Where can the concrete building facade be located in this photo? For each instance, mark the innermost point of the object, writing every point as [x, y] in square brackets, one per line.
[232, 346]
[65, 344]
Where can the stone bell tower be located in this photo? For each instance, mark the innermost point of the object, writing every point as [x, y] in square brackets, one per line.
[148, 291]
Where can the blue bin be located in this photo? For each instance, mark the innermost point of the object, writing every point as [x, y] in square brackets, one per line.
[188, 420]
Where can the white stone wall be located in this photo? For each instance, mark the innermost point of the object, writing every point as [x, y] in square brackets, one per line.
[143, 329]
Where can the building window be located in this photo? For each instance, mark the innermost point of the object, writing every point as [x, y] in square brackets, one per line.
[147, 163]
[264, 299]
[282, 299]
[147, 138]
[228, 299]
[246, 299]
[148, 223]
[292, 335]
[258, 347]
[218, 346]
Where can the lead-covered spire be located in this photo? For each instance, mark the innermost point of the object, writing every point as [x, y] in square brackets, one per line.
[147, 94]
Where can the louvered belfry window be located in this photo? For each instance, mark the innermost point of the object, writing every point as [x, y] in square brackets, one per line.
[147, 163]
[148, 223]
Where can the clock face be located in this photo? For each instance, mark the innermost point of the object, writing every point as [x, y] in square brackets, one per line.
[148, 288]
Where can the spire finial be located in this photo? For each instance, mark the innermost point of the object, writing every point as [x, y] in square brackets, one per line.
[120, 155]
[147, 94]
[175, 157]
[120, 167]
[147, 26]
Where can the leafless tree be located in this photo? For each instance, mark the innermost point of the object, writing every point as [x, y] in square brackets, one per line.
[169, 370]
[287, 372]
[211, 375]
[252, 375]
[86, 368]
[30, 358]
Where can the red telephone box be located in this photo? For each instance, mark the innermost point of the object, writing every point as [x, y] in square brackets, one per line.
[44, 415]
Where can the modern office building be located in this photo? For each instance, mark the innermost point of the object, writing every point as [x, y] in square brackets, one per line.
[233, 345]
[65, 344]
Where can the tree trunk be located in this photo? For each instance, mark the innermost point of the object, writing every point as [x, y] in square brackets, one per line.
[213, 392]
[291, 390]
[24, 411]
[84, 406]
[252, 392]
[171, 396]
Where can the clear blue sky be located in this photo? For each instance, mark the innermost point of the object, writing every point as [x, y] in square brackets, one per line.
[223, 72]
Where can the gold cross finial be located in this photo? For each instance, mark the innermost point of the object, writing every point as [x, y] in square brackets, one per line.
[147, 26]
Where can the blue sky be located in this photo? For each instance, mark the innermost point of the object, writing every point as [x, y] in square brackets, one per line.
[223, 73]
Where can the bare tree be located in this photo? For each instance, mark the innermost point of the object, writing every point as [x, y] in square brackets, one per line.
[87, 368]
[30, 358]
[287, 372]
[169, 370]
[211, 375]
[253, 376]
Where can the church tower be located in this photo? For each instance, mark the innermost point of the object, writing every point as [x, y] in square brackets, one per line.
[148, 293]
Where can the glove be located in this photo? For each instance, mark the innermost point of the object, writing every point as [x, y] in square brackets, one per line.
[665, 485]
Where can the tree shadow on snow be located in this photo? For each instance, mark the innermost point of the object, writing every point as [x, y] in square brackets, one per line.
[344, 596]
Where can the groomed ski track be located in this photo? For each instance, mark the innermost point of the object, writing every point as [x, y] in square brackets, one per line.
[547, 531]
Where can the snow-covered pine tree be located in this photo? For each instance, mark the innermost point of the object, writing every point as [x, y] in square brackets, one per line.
++++
Recast every line of the records above as a Markdown table with two columns, Row for the row number and Line for the text of the line. Omit blank lines.

| Row | Line |
|---|---|
| 1 | Where can the concrete building facade be located in this photo? For each instance, mark the innermost point of the object, writing every point as [x, y] in square brackets, one per line. |
| 2 | [232, 346] |
| 3 | [65, 344] |
| 4 | Where can the stone bell tower be located in this photo? For each instance, mark the innermost point of the object, writing every point as [x, y] in square brackets, one per line. |
| 5 | [148, 291] |
| 6 | Where can the blue bin be located in this photo? For each instance, mark the innermost point of the object, writing every point as [x, y] in square brackets, one per line. |
| 7 | [188, 420] |
| 8 | Where can the white stone wall be located in this photo? For each instance, mark the innermost point of the object, writing every point as [x, y] in square brackets, one per line. |
| 9 | [143, 329] |
| 10 | Where can the building window be located in this photo? For each instance, mark the innermost point of the object, writing every point as [x, y] in square brackets, one per line. |
| 11 | [147, 163] |
| 12 | [264, 299] |
| 13 | [282, 299] |
| 14 | [147, 138] |
| 15 | [228, 299] |
| 16 | [246, 299] |
| 17 | [148, 223] |
| 18 | [292, 335] |
| 19 | [258, 347] |
| 20 | [218, 346] |
| 21 | Where can the lead-covered spire be located in this photo? For each instance, mark the innermost point of the object, writing every point as [x, y] in square brackets, one per line. |
| 22 | [147, 94] |
| 23 | Where can the louvered belfry window be located in this photo? For each instance, mark the innermost point of the object, writing every point as [x, y] in square brackets, one per line. |
| 24 | [147, 163] |
| 25 | [148, 223] |
| 26 | Where can the clock face be located in this photo? For each instance, mark the innermost point of the object, writing every point as [x, y] in square brackets, one per line. |
| 27 | [148, 288] |
| 28 | Where can the spire finial be located in this photo? For each instance, mark the innermost point of the object, writing every point as [x, y] in square brackets, one per line. |
| 29 | [120, 155] |
| 30 | [147, 94] |
| 31 | [175, 157] |
| 32 | [120, 167] |
| 33 | [147, 26] |
| 34 | Where can the leafless tree be located in this photo? For each instance, mark the innermost point of the object, writing every point as [x, y] in square brackets, one per line. |
| 35 | [169, 370] |
| 36 | [287, 372] |
| 37 | [211, 375] |
| 38 | [252, 375] |
| 39 | [86, 368] |
| 40 | [30, 358] |
| 41 | Where can the red telephone box be located in this photo? For each instance, mark the innermost point of the object, writing every point as [x, y] in square brackets, one per line. |
| 42 | [44, 415] |
| 43 | Where can the modern office building be located in this photo? For each instance, mark the innermost point of the object, writing every point as [x, y] in square brackets, one per line. |
| 44 | [233, 345] |
| 45 | [65, 344] |
| 46 | Where can the tree trunk be located in this photo? For each instance, mark the innermost point of the object, writing every point as [x, y] in square brackets, one per line. |
| 47 | [213, 392] |
| 48 | [291, 390] |
| 49 | [24, 411] |
| 50 | [84, 406] |
| 51 | [252, 392] |
| 52 | [171, 396] |
| 53 | Where can the clear blue sky be located in this photo? For each instance, mark the innermost point of the object, writing every point as [x, y] in square brackets, one per line. |
| 54 | [223, 72] |
| 55 | Where can the gold cross finial be located in this photo? For each instance, mark the innermost point of the object, writing every point as [x, y] in square brackets, one per line. |
| 56 | [147, 26] |
| 57 | Where can the blue sky be located in this photo? For each instance, mark the innermost point of the object, writing every point as [x, y] in square brackets, one per line. |
| 58 | [223, 73] |
| 59 | Where can the bare tree be located in this photo? For each instance, mark the innermost point of the object, writing every point as [x, y] in square brackets, one per line. |
| 60 | [87, 368] |
| 61 | [30, 358] |
| 62 | [287, 372] |
| 63 | [169, 370] |
| 64 | [211, 375] |
| 65 | [253, 376] |
| 66 | Where can the church tower be located in this photo? For each instance, mark the innermost point of the object, writing every point as [x, y] in square brackets, one per line. |
| 67 | [148, 293] |
| 68 | Where can the glove be located in this photo? For each instance, mark the innermost point of the object, writing every point as [x, y] in square brackets, one per line. |
| 69 | [665, 485] |
| 70 | Where can the tree shadow on snow be located in this photo? For each instance, mark the innermost point of the object, writing every point as [x, y] in square brackets, one per line. |
| 71 | [344, 596] |
| 72 | Where can the groomed ski track be located in this photo? For each instance, mark the innermost point of the object, writing every point as [x, y] in square brackets, one per line. |
| 73 | [547, 531] |
| 74 | Where can the snow-covered pine tree be located in this photo? For each instance, mark the innermost point of the object, writing every point as [x, y] in square brackets, one per line. |